**Data shown:**

++++++++

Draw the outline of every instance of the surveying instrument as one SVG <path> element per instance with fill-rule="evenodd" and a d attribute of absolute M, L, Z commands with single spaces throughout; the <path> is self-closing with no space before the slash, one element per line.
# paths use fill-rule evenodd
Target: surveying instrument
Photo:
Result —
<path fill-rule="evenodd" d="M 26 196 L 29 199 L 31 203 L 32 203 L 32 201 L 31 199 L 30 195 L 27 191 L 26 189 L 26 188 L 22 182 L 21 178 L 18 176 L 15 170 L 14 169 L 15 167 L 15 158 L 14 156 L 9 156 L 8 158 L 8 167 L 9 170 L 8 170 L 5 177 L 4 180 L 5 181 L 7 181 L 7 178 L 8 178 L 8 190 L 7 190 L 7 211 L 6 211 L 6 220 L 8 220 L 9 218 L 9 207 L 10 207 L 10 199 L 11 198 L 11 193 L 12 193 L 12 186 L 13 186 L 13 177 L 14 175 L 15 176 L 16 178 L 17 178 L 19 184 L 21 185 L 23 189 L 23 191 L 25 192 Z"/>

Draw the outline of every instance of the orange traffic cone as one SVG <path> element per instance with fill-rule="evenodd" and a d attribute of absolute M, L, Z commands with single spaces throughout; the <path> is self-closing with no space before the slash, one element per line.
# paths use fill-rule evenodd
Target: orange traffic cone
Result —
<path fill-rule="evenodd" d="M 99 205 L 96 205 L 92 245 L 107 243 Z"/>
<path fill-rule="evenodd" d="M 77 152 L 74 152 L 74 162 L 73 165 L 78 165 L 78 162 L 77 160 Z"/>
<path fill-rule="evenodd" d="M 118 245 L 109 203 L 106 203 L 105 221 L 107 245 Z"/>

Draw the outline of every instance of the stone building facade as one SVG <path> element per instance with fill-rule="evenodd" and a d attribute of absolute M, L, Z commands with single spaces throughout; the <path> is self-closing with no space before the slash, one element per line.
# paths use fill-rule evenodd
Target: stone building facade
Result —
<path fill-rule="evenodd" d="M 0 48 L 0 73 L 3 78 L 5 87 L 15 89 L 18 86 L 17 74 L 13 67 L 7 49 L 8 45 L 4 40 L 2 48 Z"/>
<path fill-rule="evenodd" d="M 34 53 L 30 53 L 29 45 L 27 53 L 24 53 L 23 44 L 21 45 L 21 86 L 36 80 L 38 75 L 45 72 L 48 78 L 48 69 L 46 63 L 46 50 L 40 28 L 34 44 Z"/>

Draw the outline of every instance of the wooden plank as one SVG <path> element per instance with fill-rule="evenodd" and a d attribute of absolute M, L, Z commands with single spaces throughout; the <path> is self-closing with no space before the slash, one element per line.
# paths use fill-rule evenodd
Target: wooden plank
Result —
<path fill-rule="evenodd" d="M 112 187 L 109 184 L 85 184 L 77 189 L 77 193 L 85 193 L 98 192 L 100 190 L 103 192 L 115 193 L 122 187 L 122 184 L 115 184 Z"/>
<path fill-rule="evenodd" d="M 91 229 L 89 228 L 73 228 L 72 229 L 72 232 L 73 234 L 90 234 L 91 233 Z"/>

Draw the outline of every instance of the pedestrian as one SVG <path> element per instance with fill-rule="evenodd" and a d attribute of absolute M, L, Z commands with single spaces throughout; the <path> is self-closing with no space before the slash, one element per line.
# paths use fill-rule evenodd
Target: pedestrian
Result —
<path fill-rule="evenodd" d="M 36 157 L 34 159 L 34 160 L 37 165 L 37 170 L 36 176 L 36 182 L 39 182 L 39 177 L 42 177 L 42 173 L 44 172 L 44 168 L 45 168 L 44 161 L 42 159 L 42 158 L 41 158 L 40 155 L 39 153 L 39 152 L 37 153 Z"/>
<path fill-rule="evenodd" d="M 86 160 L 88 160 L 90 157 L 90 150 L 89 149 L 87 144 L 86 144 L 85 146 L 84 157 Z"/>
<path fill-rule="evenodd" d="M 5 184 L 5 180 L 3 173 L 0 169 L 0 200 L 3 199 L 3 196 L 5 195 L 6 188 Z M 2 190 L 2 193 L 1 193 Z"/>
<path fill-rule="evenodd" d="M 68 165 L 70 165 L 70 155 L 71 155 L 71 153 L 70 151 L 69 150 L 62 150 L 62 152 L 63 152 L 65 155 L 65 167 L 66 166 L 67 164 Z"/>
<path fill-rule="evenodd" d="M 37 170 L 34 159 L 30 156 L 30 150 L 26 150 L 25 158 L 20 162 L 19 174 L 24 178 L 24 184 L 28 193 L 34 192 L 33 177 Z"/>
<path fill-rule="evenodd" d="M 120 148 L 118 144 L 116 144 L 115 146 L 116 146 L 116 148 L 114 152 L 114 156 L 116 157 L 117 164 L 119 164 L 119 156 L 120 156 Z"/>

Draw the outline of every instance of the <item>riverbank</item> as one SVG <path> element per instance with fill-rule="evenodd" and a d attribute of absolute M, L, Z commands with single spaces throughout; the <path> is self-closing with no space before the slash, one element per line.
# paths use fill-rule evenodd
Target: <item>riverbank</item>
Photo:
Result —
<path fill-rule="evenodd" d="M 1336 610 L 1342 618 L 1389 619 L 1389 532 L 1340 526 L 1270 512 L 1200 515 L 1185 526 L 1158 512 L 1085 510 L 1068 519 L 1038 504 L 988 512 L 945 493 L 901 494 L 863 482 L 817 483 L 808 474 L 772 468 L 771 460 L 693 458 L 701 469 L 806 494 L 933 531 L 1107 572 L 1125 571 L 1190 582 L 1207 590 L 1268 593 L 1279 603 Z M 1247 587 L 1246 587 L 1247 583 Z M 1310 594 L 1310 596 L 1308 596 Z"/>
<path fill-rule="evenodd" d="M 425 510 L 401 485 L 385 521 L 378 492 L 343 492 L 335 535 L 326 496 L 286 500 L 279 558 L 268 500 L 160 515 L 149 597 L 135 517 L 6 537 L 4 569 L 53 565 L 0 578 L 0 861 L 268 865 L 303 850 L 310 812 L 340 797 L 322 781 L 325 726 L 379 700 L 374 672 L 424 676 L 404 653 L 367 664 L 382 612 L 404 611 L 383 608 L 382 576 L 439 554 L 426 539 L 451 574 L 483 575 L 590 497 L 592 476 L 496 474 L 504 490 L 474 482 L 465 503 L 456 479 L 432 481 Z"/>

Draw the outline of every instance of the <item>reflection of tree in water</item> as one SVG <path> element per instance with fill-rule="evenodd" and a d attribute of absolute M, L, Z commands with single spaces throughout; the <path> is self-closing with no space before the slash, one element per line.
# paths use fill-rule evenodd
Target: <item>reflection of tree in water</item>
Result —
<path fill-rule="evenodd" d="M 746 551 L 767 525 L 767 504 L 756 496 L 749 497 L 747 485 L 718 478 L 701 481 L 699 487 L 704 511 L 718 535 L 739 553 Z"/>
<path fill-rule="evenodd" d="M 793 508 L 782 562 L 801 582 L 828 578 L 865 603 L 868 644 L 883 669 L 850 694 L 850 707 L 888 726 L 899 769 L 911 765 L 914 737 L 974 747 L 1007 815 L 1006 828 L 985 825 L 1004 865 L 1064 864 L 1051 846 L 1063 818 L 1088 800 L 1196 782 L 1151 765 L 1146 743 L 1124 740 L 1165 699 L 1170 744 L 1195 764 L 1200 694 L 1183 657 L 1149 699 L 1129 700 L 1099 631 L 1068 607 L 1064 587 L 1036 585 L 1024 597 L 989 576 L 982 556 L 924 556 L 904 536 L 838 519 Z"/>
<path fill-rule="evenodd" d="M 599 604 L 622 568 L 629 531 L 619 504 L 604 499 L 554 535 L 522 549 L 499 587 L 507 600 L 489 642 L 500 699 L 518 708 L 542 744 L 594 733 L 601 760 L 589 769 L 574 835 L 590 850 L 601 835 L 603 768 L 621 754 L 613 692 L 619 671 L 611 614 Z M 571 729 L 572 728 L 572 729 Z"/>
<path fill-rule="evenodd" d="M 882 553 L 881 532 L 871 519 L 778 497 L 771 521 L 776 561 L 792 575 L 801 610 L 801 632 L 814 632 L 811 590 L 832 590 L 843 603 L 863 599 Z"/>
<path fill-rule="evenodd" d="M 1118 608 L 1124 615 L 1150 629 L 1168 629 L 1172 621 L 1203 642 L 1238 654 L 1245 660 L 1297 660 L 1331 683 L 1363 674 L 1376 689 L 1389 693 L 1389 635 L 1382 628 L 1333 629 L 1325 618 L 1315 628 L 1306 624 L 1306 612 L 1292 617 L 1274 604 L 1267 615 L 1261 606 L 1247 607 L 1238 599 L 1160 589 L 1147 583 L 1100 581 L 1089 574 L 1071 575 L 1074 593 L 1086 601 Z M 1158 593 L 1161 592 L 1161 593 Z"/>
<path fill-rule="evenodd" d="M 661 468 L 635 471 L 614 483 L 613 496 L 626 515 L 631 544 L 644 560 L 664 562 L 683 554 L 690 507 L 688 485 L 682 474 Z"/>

++++++++

**Your objective:** Extract the lines from the line containing "Draw the outline of every instance of the pedestrian" through the line containing "37 170 L 34", including both, and reproduce them without any change.

**Full answer:**
Draw the outline of every instance of the pedestrian as one SVG <path> element per instance with fill-rule="evenodd" and a d attribute of absolute M, L, Z commands with single spaces throughout; the <path> is self-closing with no space before the slash, one element per line.
# paths use fill-rule evenodd
Target: pedestrian
Result —
<path fill-rule="evenodd" d="M 36 157 L 34 159 L 34 160 L 37 165 L 37 170 L 36 176 L 36 182 L 39 182 L 39 177 L 42 177 L 42 173 L 44 172 L 44 168 L 45 168 L 44 161 L 42 159 L 42 158 L 41 158 L 40 155 L 39 153 L 39 152 L 37 153 Z"/>
<path fill-rule="evenodd" d="M 86 160 L 88 160 L 90 157 L 90 150 L 89 149 L 87 144 L 86 144 L 85 146 L 84 157 Z"/>
<path fill-rule="evenodd" d="M 5 184 L 5 180 L 3 173 L 0 169 L 0 200 L 3 199 L 3 196 L 5 195 L 6 188 Z M 2 190 L 2 193 L 1 193 Z"/>
<path fill-rule="evenodd" d="M 68 165 L 70 165 L 70 155 L 71 155 L 71 153 L 70 151 L 69 150 L 62 150 L 62 152 L 63 152 L 65 155 L 65 167 L 66 166 L 67 164 Z"/>
<path fill-rule="evenodd" d="M 37 170 L 34 159 L 30 156 L 30 150 L 26 150 L 25 158 L 20 162 L 19 174 L 24 178 L 24 184 L 28 193 L 34 192 L 33 177 Z"/>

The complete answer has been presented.